▸ Exercise aim
Quote the passage from the article on Culture Recovery Fund awards that begins at the words "The Wolverhampton theatre" and stops after the words "Sport (DCMS) said.".

The Ironbridge Gorge trust's museums house paintings of the industrial revolution

Shropshire's Ironbridge Gorge Museum Trust will get a £1m share of £400m emergency government culture funding.

More than £32m will go to organisations in the West Midlands region in the Culture Recovery Fund's latest round.

Birmingham Museums Trust, which has nine venues, was awarded over £820,800.

Other recipients include the National Memorial Arboretum in Staffordshire, with £687,700, and the 125-year-old Grade II-listed Wolverhampton Grand Theatre, which will receive £568,357.

A total of 2,700 English culture and heritage venues will share the latest round of the fund.

The Ironbridge Gorge trust, which runs ten museums, is to get £1.14m.

Considered by many to be the birthplace of the industrial revolution, in 1986 Ironbridge Gorge was made a Unesco World Heritage Site.

The bridge which gave its name to the site was the first structure in the world to be made from cast iron.

Image source, Google
Image caption,

The Grade II-listed Wolverhampton Grand Theatre will receive £568,357

The Wolverhampton theatre money would help it to reopen and offer "small scale, socially distanced events.. and to return to community engagement activities", the Department for Digital, Culture, Media & Sport (DCMS) said.

Other theatres to benefit include Birmingham Repertory Theatre, with more than £553,600, and the Belgrade Theatre trust in Coventry, which is to receive £485,100.

The City of Birmingham Symphony Orchestra will get £480,000 and Services For Education in the city is among other musical ventures in the region being given cash, with £656,000.

Image caption,

Worcester Cathedral has been awarded £482,900

This is the last major tranche of money to be awarded from the £1.57bn Culture Recovery Fund that was announced last July.

In his Budget in March, Chancellor Rishi Sunak announced a further £300m for the fund, which is yet to be allocated.

Elsewhere in the region, Worcester Cathedral has been awarded £482,900, with Lichfield Cathedral having £364,400.

Cinemas to benefit include The Red Carpet Cinema, Lichfield, which "screens mainstream and arthouse titles in a rural area with few other cinemas" and is to receive more than £209,600, the British Film Institute said.

▸ Information shown
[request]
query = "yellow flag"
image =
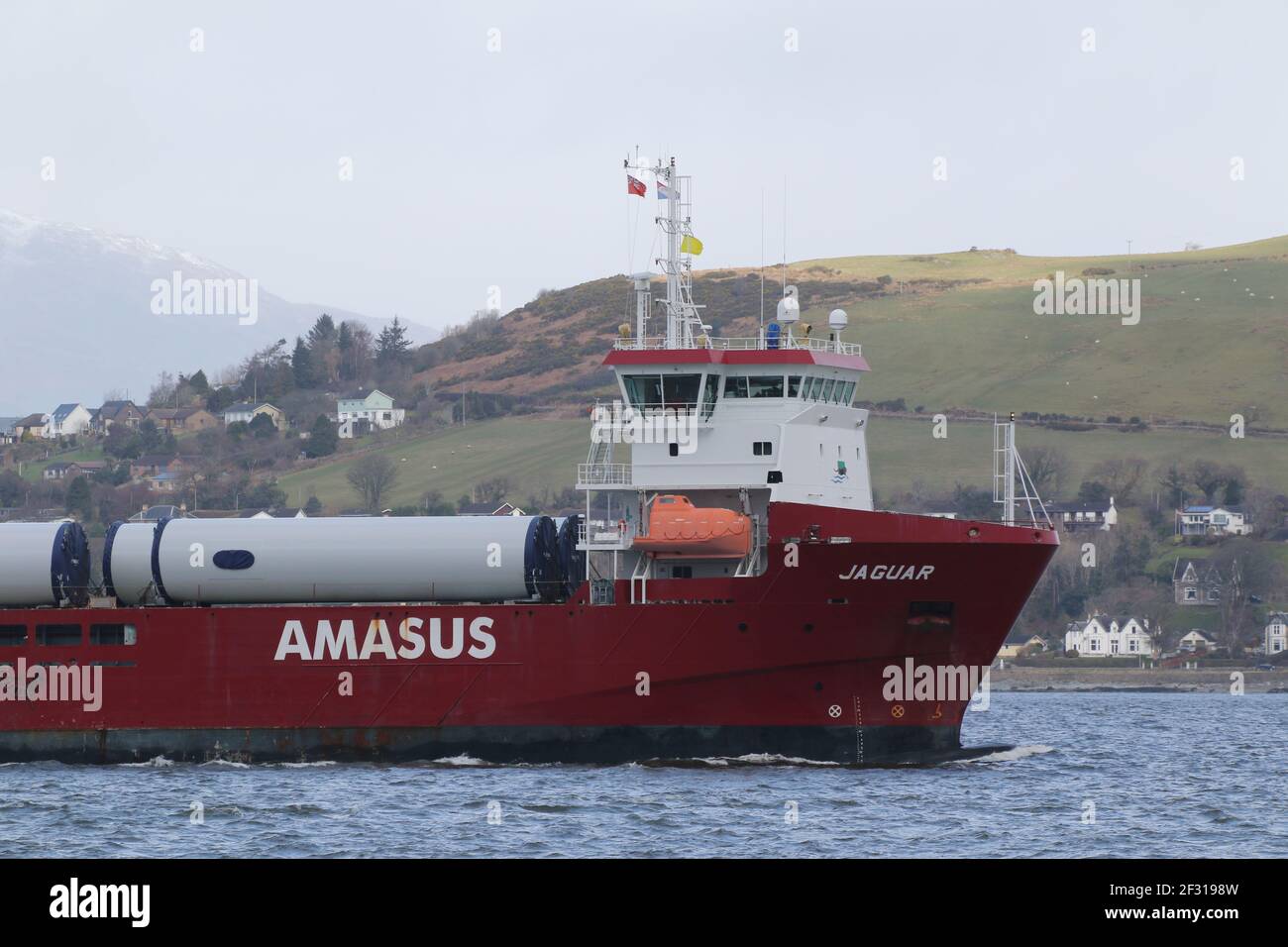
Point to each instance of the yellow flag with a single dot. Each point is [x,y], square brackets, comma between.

▸ Full solution
The Wolverhampton theatre money would help it to reopen and offer "small scale, socially distanced events.. and to return to community engagement activities", the Department for Digital, Culture, Media & Sport (DCMS) said.